And where is that documented, at least outside of folklore in this forum? No one at VW has any information on a Touareg transmission that adapts over time to a drivers habits and can be reset by a rather simplistic proceedure. In fact, they acknowledge there is a problem in the transmission that exhibits itself as a lag/lurch when accelerating from a slow speed. They are supposedly working on a fix which will entail flashing the program that controls the transmission (and no, fob gymnastics != a flash). 
Who knows when the fix will be available, but given VW's quality problems (see 2004 JD Powers results) they've got their hands full with problems. If this problem isn't near the top of their list it could be a while.


----------



## setinhi (Oct 27, 2003)

*Re: (darylhuff)*

That's what my dealer told me too. They could duplicate the symtoms but aren't authorized to do any warranty work to fix it until the factory "team" tells them what to do.


----------



## staylor (Apr 16, 2004)

*Re: (mr.vw)*

I am thoroughly convinced you are right. I had a lag for the first 500 miles or so (very noticeable when doing a california stop) but it has significantly gone away (at 2000 miles now). However, it is still there a little bit so like an idiot I tried the foot pedal down for 10 seconds trick. result is I still have an insignificant lag but what I did notice almost immediatley is I lost speed. I have a little straight away on the way to my house out in the country and I constantly switch the transmission to manual with the goal of beating my prior speed. What had always impressed me was the Treg would hold 3rd till about 83 or 84 mph before going to 4th. It now goes to 4th at 74 or 75 mph. Needless to say I was very disappointed. Fours days later nothing has changed. However, I am still hopeful that my poor driving habits will be relearned.

- **STORED DATA**

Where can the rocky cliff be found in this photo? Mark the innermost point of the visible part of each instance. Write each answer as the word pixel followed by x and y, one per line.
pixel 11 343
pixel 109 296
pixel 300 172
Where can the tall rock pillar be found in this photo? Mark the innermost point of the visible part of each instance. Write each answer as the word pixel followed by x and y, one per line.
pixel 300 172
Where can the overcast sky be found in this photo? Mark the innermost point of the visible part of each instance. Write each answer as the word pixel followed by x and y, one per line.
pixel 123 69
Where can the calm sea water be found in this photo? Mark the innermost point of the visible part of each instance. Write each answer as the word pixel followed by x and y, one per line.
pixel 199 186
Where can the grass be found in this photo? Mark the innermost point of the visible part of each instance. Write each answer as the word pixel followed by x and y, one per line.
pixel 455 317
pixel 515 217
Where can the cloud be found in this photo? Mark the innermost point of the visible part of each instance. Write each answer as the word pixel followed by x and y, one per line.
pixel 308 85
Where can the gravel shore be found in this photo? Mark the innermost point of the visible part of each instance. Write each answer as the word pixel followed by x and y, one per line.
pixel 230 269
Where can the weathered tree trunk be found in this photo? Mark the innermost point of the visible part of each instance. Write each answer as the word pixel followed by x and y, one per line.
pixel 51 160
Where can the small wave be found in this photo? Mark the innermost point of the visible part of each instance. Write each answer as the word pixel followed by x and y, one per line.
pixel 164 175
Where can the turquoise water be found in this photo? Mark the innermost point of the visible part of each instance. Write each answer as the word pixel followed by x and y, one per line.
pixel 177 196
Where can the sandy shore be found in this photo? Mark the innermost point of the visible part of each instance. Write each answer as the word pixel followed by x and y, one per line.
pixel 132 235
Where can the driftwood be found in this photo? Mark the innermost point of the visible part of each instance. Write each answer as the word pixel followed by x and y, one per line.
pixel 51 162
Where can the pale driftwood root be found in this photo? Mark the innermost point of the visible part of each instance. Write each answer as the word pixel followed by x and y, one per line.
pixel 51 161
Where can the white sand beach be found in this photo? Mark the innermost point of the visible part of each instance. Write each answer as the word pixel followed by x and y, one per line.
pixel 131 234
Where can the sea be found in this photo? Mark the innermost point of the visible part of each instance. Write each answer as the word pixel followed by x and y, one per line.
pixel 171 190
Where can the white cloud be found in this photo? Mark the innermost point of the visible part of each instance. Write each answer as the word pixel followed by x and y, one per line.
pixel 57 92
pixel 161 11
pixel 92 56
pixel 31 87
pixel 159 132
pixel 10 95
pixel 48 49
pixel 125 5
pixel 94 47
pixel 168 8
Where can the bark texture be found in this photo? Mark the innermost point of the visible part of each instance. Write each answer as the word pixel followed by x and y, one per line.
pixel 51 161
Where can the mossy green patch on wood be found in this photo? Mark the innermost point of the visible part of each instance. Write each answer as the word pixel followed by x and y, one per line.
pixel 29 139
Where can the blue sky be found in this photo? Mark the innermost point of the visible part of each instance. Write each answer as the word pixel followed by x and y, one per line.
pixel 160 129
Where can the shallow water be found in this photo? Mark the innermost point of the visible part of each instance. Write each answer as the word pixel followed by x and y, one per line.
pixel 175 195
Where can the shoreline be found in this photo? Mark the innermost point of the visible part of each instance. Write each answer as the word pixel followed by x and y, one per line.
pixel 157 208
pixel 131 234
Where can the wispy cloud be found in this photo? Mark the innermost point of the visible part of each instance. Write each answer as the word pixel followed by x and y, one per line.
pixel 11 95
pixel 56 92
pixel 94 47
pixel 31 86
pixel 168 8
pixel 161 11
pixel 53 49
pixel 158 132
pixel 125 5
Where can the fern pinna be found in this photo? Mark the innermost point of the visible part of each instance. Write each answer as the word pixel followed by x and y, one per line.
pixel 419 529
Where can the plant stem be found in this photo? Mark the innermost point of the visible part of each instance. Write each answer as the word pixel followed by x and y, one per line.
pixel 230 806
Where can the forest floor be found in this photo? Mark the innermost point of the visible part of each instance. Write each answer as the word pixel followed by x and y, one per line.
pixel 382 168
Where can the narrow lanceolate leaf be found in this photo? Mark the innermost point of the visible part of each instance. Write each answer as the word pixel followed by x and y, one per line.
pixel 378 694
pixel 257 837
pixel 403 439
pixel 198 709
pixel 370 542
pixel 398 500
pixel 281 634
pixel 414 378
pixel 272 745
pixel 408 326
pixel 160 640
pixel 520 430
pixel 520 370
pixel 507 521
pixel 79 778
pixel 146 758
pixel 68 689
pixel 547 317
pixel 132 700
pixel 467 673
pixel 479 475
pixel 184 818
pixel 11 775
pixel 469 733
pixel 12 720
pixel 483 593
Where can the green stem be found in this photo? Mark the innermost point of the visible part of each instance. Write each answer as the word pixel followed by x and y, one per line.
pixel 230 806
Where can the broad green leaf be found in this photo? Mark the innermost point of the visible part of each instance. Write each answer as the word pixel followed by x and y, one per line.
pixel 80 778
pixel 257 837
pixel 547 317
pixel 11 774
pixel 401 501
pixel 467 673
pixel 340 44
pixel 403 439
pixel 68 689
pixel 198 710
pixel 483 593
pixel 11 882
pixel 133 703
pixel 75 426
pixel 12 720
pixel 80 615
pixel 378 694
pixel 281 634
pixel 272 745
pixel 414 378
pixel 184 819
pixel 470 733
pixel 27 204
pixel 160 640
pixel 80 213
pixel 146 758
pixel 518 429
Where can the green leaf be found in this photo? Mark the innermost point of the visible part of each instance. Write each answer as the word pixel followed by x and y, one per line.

- **GIVEN PROBLEM**
Please translate this sentence from the Touareg transmission thread into German: "Needless to say I was very disappointed." These records have nothing to do with the Touareg transmission thread.

- **THE RESPONSE**
Unnötig zu sagen, dass ich sehr enttäuscht war.